According to some exemplary implementations, EDM device 50 may be configured to erode at least a portion of a workpiece by electrical discharge machining (“EDM”). EDM device 50 may be part of EDM system 1, including support and control components. EDM device 50 may be part of an integrated workstation, including support unit 14. As shown in FIG. 1, EDM device 50 may be hand-held by a user, according to some exemplary implementations. For example, EDM device 50 may be part of EDM system 1 which supplies power, control and dielectric fluid (which may also be a coolant) via support unit 14. Flexible umbilical 16 interconnects EDM device 50 and support unit 14 so that the hand-held device can be positioned as desired.
According to some exemplary implementations, EDM device 50 may be positioned to remove a fastener that extends through one or more frames. Further disclosure of configurations and uses of EDM devices are provided in U.S. Patent Publication No. 2010/0096365, published Apr. 22, 2010; WIPO Publication No. WO 2010/048339, published Apr. 29, 2010; and U.S. Pat. No. 6,225,589, issued on May 1, 2001, the entirety of which are incorporated by reference, as if fully set forth herein. Erosion electrode 66 of EDM device 50 may be provided near the workpiece, and a charge applied thereto. A spark gap, defined as a space between erosion electrode 66 and the workpiece, may be maintained. Ground electrode 62 may be placed in contact and electrical conduction with the workpiece. Alternatively, ground electrode 62 may be or may be a part of a surface upon which a workpiece rests or to which it is affixed. A dielectric fluid may be provided in the spark gap. As the charge is applied, a breakdown in the dielectric fluid may occur and a plasma event may follow, in which electrical charge is passed across the spark gap through the vaporized dielectric fluid, whereby at least a portion of the workpiece is eroded and removed. The flow of the dielectric fluid may remove the eroded portion from the spark gap and maintain the nearby components at or near a given temperature.
According to some exemplary implementations, as shown in FIG. 2, control module 20 includes CPU 22, switch control 24, motor control 30, and voltage sensor 90. Control module 20 may be onboard device 50 or support unit 14.
According to some exemplary implementations, CPU 22 is configured manage and control components of control module 20 and other systems as well as collect, compile, analyze, or calculate data within control module 20. CPU 22 may operate according to provided programming or operation by a user.
According to some exemplary implementations, switch control 24 is configured to selectively operate switch 26 connecting power source 40 with at least one electrode of the EDM device. The operation of switch 26 may be in accordance with a programmed duty cycle. For example, the operation of switch control 24 may determine the duty cycle of a DC current to the electrodes of the EDM device. By further example, a duty cycle may be provided by other mechanisms, and switch 26 may operate to manage other aspects of the EDM device while in operation.
According to some exemplary implementations, voltage sensor 90 is configured to sense, measure, or record a voltage difference across two electrodes (i.e., erosion electrode 66 and ground electrode 62) of the EDM device. This voltage difference is representative of the voltage applied at the spark gap. Thus, the occurrence of a plasma event, a short, or an open circuit may be inferred from the operation of voltage sensor 90. Voltage sensor 90 may further determine a voltage difference from any two points, each being in electrical conduction with one of the two sides of the spark gap. Other configurations and mechanisms for determining voltage directly or indirectly may be employed, as shall be appreciated by those having ordinary skill in the art.

_To be done:_
(a) Repeat the lines of the listing starting at the line that contains "Task: Indicate the small leaf" and stopping after the final line of the listing.
(b) Carry on the passage about the EDM device from the point where it stops.

_Items listed in a dataset:_
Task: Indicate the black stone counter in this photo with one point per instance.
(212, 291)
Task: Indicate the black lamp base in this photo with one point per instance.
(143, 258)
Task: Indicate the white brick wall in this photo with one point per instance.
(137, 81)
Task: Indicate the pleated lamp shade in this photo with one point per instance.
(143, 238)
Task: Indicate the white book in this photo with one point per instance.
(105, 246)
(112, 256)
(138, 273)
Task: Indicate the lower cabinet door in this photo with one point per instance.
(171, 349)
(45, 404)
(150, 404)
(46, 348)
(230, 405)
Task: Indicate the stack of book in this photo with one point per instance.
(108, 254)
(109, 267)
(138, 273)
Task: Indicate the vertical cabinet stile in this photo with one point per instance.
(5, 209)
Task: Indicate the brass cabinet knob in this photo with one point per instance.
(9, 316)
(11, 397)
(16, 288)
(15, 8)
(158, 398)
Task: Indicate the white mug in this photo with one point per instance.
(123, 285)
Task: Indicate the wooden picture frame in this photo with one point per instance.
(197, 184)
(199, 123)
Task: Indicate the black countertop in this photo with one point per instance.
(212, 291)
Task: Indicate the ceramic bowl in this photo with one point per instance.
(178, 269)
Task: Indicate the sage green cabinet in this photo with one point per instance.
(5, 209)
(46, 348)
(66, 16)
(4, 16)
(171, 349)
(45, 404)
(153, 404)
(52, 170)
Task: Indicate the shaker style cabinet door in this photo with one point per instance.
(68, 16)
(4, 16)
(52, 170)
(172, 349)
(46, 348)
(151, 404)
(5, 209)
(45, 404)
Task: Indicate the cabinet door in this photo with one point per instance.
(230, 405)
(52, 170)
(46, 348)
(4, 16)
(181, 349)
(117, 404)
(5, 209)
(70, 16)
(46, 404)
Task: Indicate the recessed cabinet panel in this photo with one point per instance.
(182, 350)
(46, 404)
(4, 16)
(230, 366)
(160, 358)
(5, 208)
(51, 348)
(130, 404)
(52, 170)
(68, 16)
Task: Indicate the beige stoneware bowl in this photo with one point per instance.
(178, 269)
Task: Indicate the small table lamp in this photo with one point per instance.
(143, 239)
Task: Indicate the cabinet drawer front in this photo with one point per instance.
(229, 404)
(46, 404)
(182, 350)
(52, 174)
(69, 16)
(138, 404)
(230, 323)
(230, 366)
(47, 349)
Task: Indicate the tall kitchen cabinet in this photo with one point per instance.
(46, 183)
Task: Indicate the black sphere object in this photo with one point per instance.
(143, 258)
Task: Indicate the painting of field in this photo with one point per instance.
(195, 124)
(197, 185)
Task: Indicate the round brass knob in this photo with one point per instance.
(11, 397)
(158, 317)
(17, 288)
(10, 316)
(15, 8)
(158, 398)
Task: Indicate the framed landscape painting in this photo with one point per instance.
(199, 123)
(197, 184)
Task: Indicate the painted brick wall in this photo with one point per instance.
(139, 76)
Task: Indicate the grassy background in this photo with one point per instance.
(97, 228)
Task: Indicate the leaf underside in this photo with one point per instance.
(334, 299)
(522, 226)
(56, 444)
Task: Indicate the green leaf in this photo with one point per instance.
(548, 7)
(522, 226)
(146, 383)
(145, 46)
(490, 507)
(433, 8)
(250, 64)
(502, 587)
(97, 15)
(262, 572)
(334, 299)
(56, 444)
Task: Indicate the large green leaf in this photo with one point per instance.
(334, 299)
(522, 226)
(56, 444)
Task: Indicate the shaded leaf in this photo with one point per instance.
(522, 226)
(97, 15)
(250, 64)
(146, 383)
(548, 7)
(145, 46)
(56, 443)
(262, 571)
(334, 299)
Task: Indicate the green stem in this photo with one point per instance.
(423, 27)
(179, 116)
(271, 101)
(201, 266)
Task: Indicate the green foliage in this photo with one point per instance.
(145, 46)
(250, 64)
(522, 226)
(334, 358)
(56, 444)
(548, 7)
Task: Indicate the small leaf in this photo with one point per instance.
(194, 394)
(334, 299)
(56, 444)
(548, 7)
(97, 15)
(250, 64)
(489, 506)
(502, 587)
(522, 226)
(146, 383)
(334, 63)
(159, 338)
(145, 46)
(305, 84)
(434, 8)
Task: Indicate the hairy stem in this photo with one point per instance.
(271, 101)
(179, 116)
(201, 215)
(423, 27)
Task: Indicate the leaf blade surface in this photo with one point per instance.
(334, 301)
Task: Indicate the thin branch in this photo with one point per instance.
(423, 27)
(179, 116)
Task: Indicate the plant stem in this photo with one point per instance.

_Per-task answers:_
(a)
Task: Indicate the small leaf in this photo with one point per instance.
(194, 394)
(334, 299)
(56, 444)
(548, 7)
(97, 15)
(250, 64)
(489, 506)
(502, 587)
(522, 226)
(146, 383)
(334, 63)
(159, 338)
(145, 46)
(305, 84)
(434, 8)
Task: Indicate the hairy stem in this photo with one point per instance.
(271, 101)
(179, 116)
(201, 215)
(423, 27)
Task: Indicate the leaf blade surface in this photo with one point per instance.
(334, 301)
Task: Indicate the thin branch in this photo with one point per instance.
(423, 27)
(179, 116)
Task: Indicate the plant stem in this photo with one point per instance.

(b)
According to some exemplary implementations, motor control 30 is configured to control motor 60 of the EDM device. For example, the size of the spark gap may be maintained or modified by motor 60 based on operation of the control module, as disclosed further herein.
According to some exemplary implementations, motor control 30 effectuates the advancement and retraction of erosion electrode 66 relative to base 52 of EDM device 50. Base 52 presented is preferably a portion of a handheld EDM device supporting at least erosion electrode 66, ground electrode 62, and components for controllably providing dielectric fluid (which may act as coolant) or at least a hand held portion of a hand held EDM system.
According to some exemplary implementations, motor 60 manages the position of at least one of erosion electrode 66 and electrode driver housing 58 relative to at least one of base 52 and the target/workpiece. For example, motor 60 may be a linear motor or any motor adapted to effect linear motion. For example, a stepper motor may be used for motor 60. Other motors and combinations of motors may be provided to achieve lateral motion or provide other action to erosion electrode 66. When EDM device 50 is provided to a workpiece, the position of erosion electrode 66 relative to base 52 may correspond to the position of erosion electrode 66 to the workpiece.
An electrical pulse provided to erosion electrode 66 may result in a voltage differential across the spark gap. Depending on conditions in the spark gap, the pulse may have one of at least three results.
First, there may be no breakdown of the dielectric fluid due to insufficient voltage to overcome the insulating properties of the dielectric fluid. This is considered an “open” circuit in which no electrons flow because no plasma event occurs. As used herein, an “open state” of the spark gap means a state in which the conditions in the spark gap are insufficient to cause both (1) dielectric breakdown and (2) voltage release by current across the spark gap. In an open state, no plasma event occurs.
Second, there may be a flow of electrons directly from erosion electrode 66 to the workpiece due to a “short” cause by direct contact between erosion electrode 66 and the workpiece. This flow may bypass the dielectric fluid; thus no dielectric breakdown or plasma event occurs. As used herein, a “short state” of the spark gap means a state in which the conditions in the spark gap are insufficient to cause dielectric breakdown, yet in which the voltage is released by current from erosion electrode 66 to the workpiece. In a short state, no plasma event occurs.
Third, the voltage may be sufficiently high to overcome the insulating properties of the dielectric fluid, resulting in breakdown thereof during a plasma event in the spark gap. Because erosion occurs during plasma events, an EDM device operates efficiently when plasma events occur more frequently. As used herein, a “plasma state” of the spark gap means a state in which the conditions in the spark gap are sufficient to cause both (1) dielectric breakdown and (2) voltage release by current across the spark gap. In a plasma state, a plasma event occurs.
According to some exemplary implementations, motor 60 may, at least in part, be used to adjust the size of the spark gap during an erosion process based on measurements taken during the erosion process. For example, the voltage at which a plasma event may occur (during which the dielectric fluid “breaks down”) may be expressed as Equation 1:
V _G =E _DS *D (Eq. 1)
“V_G” is the voltage in the spark gap, “E_DS” is the dielectric strength of the dielectric fluid (i.e., the maximum electric field strength that it can withstand without breaking down), and “D” is the distance between erosion electrode 66 and the workpiece (i.e., the size of the spark gap).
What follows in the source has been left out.